- _Consigne_:
Dans le texte sur l'aide aux réfugiés ci-dessous, recopiez sans rien changer le passage qui commence par les mots contenant « Les déplacements des » et se termine par « raconte Thierry Dutoit. ».

Flexibilité et réactivité

Comme la situation sur la route des migrants change constamment, la Chaîne du Bonheur indique qu’elle va régulièrement réévaluer la répartition des fonds. Une aide qui se doit d’être flexible et réactive. «Les besoins évoluent avec les populations qui se déplacent. Il faut ainsi pouvoir être en mesure de changer d’endroit», commente Sophie Balbo. Les stands doivent pouvoir être facilement démontés et remontés ailleurs. Certaines équipes mobiles suivent même les réfugiés sur leur route.

Les déplacements des réfugiés ne sont pas aisés à anticiper. La fermeture d’une frontière peut par exemple complètement modifier la donne. «En septembre, lorsque la Hongrie a décidé de fermer sa frontière, les réfugiés étaient bloqués à cet endroit, donc l’aide arrivait là. Par la suite, quelques personnes ont encore pu passer, puis tout le monde est parti», raconte Sophie Balbo.

Thierry Dutoit craint que certains pays (par exemple l’Autriche qui compte ériger une barrière sur sa frontière avec la Slovénie) ne décident de fermer leur frontière et que d’autres suivent la tendance. «La situation peut dégénérer en quelques jours. Nous avons déjà vécu une fermeture temporaire de la frontière en raison d’un problème de train, et en cinq heures, nous avions 3000 personnes dans un camp prévu pour 1500», raconte Thierry Dutoit.

- _Données enregistrées_:
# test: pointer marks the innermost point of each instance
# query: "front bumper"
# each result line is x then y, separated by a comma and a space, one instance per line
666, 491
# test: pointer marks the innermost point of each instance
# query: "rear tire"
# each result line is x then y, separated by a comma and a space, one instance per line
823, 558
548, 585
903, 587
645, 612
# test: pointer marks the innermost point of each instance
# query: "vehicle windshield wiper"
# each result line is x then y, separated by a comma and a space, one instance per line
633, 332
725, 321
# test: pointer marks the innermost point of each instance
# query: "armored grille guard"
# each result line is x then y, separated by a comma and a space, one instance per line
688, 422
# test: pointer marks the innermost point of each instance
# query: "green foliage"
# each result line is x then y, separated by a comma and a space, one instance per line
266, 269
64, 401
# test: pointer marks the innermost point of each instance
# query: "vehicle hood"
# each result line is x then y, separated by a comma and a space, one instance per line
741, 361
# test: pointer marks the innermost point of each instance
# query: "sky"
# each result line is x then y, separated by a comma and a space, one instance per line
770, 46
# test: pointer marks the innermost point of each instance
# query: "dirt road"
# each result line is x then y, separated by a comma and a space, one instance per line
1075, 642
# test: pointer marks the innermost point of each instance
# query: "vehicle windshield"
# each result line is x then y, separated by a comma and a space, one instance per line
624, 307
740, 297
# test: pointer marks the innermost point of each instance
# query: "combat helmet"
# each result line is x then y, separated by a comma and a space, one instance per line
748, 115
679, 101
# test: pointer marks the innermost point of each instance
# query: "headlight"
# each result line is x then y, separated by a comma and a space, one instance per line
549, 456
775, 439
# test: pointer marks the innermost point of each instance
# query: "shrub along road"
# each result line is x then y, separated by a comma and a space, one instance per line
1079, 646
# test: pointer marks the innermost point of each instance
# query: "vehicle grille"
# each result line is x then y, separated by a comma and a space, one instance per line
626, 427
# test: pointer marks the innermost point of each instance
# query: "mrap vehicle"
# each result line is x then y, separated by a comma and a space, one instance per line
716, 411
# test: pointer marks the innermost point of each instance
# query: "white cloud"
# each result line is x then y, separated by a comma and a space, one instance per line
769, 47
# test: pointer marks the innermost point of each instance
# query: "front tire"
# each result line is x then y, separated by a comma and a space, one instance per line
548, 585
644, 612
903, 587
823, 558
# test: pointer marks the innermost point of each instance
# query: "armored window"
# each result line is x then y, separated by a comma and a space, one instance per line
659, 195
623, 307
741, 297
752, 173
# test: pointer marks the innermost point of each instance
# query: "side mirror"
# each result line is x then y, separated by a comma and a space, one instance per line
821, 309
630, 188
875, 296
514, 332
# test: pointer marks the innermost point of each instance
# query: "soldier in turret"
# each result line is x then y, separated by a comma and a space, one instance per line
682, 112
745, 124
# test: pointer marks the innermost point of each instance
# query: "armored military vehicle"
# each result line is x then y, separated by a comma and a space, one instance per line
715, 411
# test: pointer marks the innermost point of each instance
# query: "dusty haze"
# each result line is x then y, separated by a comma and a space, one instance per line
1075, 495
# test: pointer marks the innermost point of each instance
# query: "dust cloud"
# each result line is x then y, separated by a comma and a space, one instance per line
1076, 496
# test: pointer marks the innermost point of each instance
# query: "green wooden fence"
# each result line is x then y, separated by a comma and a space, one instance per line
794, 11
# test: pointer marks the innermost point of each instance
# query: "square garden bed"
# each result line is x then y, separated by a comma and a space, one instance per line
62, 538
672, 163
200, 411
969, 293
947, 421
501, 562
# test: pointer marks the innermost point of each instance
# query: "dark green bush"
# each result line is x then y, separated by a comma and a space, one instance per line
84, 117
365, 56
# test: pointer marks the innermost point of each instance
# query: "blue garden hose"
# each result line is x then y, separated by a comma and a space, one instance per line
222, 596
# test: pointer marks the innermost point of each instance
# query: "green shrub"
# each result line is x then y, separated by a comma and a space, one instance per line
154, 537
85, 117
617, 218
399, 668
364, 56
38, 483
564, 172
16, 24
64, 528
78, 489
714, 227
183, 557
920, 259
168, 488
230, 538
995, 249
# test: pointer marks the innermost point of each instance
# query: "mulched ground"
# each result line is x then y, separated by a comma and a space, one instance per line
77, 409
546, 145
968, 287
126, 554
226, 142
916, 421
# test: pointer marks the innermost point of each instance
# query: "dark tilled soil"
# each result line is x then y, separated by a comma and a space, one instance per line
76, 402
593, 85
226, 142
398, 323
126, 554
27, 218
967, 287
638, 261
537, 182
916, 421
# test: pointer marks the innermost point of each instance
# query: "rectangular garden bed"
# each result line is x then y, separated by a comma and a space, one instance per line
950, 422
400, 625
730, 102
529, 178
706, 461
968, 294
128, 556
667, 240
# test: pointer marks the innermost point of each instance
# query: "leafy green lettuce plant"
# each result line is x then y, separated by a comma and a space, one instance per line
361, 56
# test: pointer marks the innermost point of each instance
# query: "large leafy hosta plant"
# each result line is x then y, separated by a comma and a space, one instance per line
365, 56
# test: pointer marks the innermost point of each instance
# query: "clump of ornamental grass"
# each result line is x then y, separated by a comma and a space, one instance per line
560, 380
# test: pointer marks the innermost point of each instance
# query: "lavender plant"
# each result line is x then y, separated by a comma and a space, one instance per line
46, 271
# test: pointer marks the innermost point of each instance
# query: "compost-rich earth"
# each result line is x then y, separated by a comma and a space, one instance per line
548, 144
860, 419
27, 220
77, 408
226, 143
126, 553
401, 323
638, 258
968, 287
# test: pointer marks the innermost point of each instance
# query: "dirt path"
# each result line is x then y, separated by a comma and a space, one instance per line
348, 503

- _Corrigé_:
Les déplacements des réfugiés ne sont pas aisés à anticiper. La fermeture d’une frontière peut par exemple complètement modifier la donne. «En septembre, lorsque la Hongrie a décidé de fermer sa frontière, les réfugiés étaient bloqués à cet endroit, donc l’aide arrivait là. Par la suite, quelques personnes ont encore pu passer, puis tout le monde est parti», raconte Sophie Balbo.

Thierry Dutoit craint que certains pays (par exemple l’Autriche qui compte ériger une barrière sur sa frontière avec la Slovénie) ne décident de fermer leur frontière et que d’autres suivent la tendance. «La situation peut dégénérer en quelques jours. Nous avons déjà vécu une fermeture temporaire de la frontière en raison d’un problème de train, et en cinq heures, nous avions 3000 personnes dans un camp prévu pour 1500», raconte Thierry Dutoit.